> _Document segment_:
════════

First of all, isn’t it ironic that the people demand a sign from Jesus immediately after He performs a sign? Not only did He cast out a demon with supernatural authority, but the details of the healing are dripping with symbolism. Jesus will unpack that in a bit. The people demand a sign from Jesus, apparently to prove that He was indeed sent from God, and not Himself possessed with secret, demonic power.
Of course, the sign that Jesus is from God is right in front of them, but they can’t see it. It’s not the supernatural phenomenon they witnessed, but the fact that Jesus stands against the work of the devil. But He, having known their intentions, said to them, “Every kingdom divided against itself is desolated, and a household upon a household falls. And also if Satan is divided against himself, how will his kingdom stand? Because you say that by Beelzebul I am casting out demons” (vv 17-18). The devil does not stand against himself; he wouldn’t have lasted this long and caused this much havoc in the world if he were that clueless. On the contrary, the devil is a master tactician in his spiritual battle.
The crowd’s confusion makes them drop their guard for another kind of demonic activity. The demon possessing the man prohibited him from speaking, but there was another demonic activity at work in the crowd itself. The devil was very much at work in their very calm, lucid, and casual opposition to Jesus. Demonic activity is just as often—if not more often—plain, everyday, earthly opposition to Christ and His gifts.
The devil works in concert with human nature. He knows just how to poke and prod and goad the Old Adam to draw his hand back from the gift of God, as if it’s something that would harm him. Because it’s Satan’s chief work to lead us to false, believe, despair, and other great shame and vice. His aim and goal is to get you to refuse the gift of God, to dismiss it, despise it, decry it. He wants to you to demand a sign from God apart from the divinely given signs that are set before you.
The devil’s supernatural powers are great, but they only can ever be a crude imitation of the work of God. Like the magicians in Egypt, who could replicate the signs of Moses and Aaron to an extent, the devil can imitate the power of God. St. Paul writes, It’s no wonder, because Satan disguises himself as an angel of light (2 Cor 11:14). But the supernatural activity of the devil is only a distraction from his chief aim—to cause you to speak against God.
This is the devil’s strong armor, by which he would keep you under his spell. And it’s a confusion and delusion that is too hard to break by an act of the will. You can never convince someone that he is in Satan’s domain by reason; the crowds saw a devil go out of a man and still demanded a sign from Jesus. How do you break free of this demonic dominion?
You can’t. You need someone to free you. And if by the finger of God I am casting out demons, then the reign of God has come among you. When a strong man has been fully armed, that he may guard his own palace, his possessions are in peace. But if a stronger man than he comes up that he may conquer him, he takes away his complete armor from him in which he had trusted, and divides his spoils (vv 20-22).

════════

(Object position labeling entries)
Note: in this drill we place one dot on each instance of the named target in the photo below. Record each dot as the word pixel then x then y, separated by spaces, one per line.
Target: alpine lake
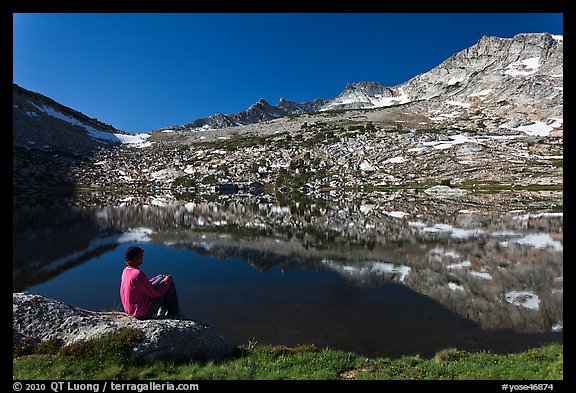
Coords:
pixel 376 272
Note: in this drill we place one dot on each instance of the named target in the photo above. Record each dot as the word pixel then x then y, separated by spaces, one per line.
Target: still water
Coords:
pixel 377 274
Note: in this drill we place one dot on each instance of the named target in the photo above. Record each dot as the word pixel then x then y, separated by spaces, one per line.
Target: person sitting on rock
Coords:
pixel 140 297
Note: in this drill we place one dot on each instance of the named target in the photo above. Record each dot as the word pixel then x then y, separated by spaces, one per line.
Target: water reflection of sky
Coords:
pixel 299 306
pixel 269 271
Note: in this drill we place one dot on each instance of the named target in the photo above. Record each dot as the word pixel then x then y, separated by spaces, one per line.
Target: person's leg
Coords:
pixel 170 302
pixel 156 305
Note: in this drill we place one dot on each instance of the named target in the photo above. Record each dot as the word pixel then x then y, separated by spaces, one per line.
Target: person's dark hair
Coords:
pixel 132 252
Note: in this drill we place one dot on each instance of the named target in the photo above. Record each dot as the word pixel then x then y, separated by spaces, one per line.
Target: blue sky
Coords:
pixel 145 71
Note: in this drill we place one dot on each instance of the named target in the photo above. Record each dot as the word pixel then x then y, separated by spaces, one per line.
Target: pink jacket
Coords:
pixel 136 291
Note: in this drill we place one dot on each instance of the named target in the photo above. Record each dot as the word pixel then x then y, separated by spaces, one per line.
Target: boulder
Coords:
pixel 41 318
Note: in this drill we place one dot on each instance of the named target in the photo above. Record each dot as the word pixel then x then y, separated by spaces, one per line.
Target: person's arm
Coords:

════════

> _Instructions to follow_:
Copy the passage on the devil's strong armor from "This is the" up to and including "spoils (vv 20-22).", and substitute "house" for "palace". The rows are material kept apart from the passage on the devil's strong armor.

> _Finished answer_:
This is the devil’s strong armor, by which he would keep you under his spell. And it’s a confusion and delusion that is too hard to break by an act of the will. You can never convince someone that he is in Satan’s domain by reason; the crowds saw a devil go out of a man and still demanded a sign from Jesus. How do you break free of this demonic dominion?
You can’t. You need someone to free you. And if by the finger of God I am casting out demons, then the reign of God has come among you. When a strong man has been fully armed, that he may guard his own house, his possessions are in peace. But if a stronger man than he comes up that he may conquer him, he takes away his complete armor from him in which he had trusted, and divides his spoils (vv 20-22).